• Given information:
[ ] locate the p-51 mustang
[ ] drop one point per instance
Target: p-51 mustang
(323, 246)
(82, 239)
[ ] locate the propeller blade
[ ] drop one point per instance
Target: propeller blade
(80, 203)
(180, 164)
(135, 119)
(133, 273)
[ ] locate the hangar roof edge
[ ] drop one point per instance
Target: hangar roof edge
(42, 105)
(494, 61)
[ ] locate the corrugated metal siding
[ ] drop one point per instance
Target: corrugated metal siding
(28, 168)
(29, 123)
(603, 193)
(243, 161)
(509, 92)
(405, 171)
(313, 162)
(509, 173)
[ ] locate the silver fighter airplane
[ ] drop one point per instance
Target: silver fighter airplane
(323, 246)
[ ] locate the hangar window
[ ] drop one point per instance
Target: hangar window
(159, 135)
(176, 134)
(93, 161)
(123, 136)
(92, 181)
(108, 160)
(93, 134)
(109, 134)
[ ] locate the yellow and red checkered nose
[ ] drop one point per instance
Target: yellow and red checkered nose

• To do: Reproduce each record exactly, leaving nothing out.

• Answer space:
[ ] locate the p-51 mustang
[ ] drop one point per instance
Target: p-51 mustang
(323, 246)
(82, 239)
[ ] locate the propeller blade
[ ] drop one point per instance
Target: propeller blade
(80, 203)
(180, 164)
(135, 119)
(133, 273)
[ ] locate the hangar roof edge
[ ] drop one point per instance
Target: hangar roof edge
(42, 105)
(494, 61)
[ ] locate the corrugated metal siding
[ ] drop one point per instance
Target: corrugated metal siding
(28, 168)
(29, 123)
(603, 193)
(243, 161)
(509, 92)
(405, 171)
(313, 162)
(509, 173)
[ ] locate the silver fighter airplane
[ ] drop one point per instance
Target: silver fighter airplane
(323, 246)
[ ] locate the hangar window
[ ] drop one point per instance
Target: hangar window
(159, 135)
(176, 134)
(93, 161)
(123, 136)
(92, 181)
(108, 160)
(93, 134)
(109, 134)
[ ] locate the yellow and red checkered nose
[ ] drop one point per instance
Target: yellow and red checkered nose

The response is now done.